(RECORDS PROVIDED)

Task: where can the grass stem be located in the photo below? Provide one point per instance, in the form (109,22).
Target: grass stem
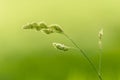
(86,57)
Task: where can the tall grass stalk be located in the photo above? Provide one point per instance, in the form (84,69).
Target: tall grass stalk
(86,57)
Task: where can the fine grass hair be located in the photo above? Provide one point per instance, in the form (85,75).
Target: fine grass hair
(55,28)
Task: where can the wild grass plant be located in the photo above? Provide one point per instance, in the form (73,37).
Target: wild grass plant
(54,28)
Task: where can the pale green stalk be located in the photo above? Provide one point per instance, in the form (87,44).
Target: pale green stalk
(84,54)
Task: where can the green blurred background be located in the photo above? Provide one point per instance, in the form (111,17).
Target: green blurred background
(29,55)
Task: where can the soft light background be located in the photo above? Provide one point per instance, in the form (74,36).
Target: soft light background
(29,55)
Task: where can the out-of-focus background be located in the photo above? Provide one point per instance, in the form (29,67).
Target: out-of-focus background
(29,55)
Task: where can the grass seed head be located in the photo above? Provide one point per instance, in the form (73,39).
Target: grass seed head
(56,28)
(47,31)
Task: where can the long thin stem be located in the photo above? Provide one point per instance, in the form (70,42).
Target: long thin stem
(100,61)
(84,54)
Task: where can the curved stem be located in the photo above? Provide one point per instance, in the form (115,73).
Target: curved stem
(84,54)
(100,62)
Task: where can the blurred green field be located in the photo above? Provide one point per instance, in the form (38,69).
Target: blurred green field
(29,55)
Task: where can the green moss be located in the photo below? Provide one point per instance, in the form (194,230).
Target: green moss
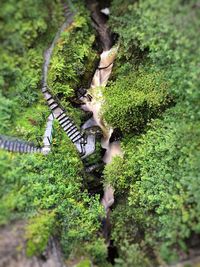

(End RECORDS PROVIDED)

WHAT YOU SHOULD DO → Leave out the pictures and retype every line above exactly.

WRITTEN SOLUTION →
Task: where can the grass stem be located in the photo below? Provide one point per instance, in the form (109,22).
Target: grass stem
(86,57)
Task: where can the tall grass stalk be located in the photo above? Provide one point per instance, in the form (84,69).
Target: tall grass stalk
(86,57)
Task: where can the fine grass hair be located in the photo above? Provide one point per instance, in the form (85,75).
Target: fine grass hair
(55,28)
Task: where can the wild grass plant be located in the photo above? Provide one point per instance, in the form (73,37).
Target: wild grass plant
(54,28)
Task: where can the pale green stalk be located in the photo above? Provide one point per instance, in the form (87,44).
Target: pale green stalk
(84,54)
Task: where can the green blurred background be located in the photo above? Provide one point per instance, in the form (111,17).
Target: green blurred background
(29,55)
Task: where can the soft light background be located in the photo above? Provide one point per instance, in the form (74,36).
Target: soft light background
(29,55)
Task: where can the out-of-focus background be located in the photo above? Provide one point per instance, in the form (29,67).
Target: out-of-focus background
(29,55)
Task: where can the grass seed head be located in the photo above? Provide one point per instance, in the form (73,39).
Target: grass seed head
(56,28)
(47,31)
Task: where can the long thin stem be located in the photo above? Provide one point per instance, in the form (70,42).
Target: long thin stem
(100,61)
(84,54)
Task: where can the curved stem be located in the photo above? Provide one point per instance, in the form (115,73).
Target: curved stem
(84,54)
(100,62)
Task: where can the blurred green field be located in the photo above? Provide one point per instance, in the form (38,69).
Target: blurred green field
(29,55)
Task: where can the green moss be located in the photo below? Provide one point per instance, in the form (194,230).
Target: green moss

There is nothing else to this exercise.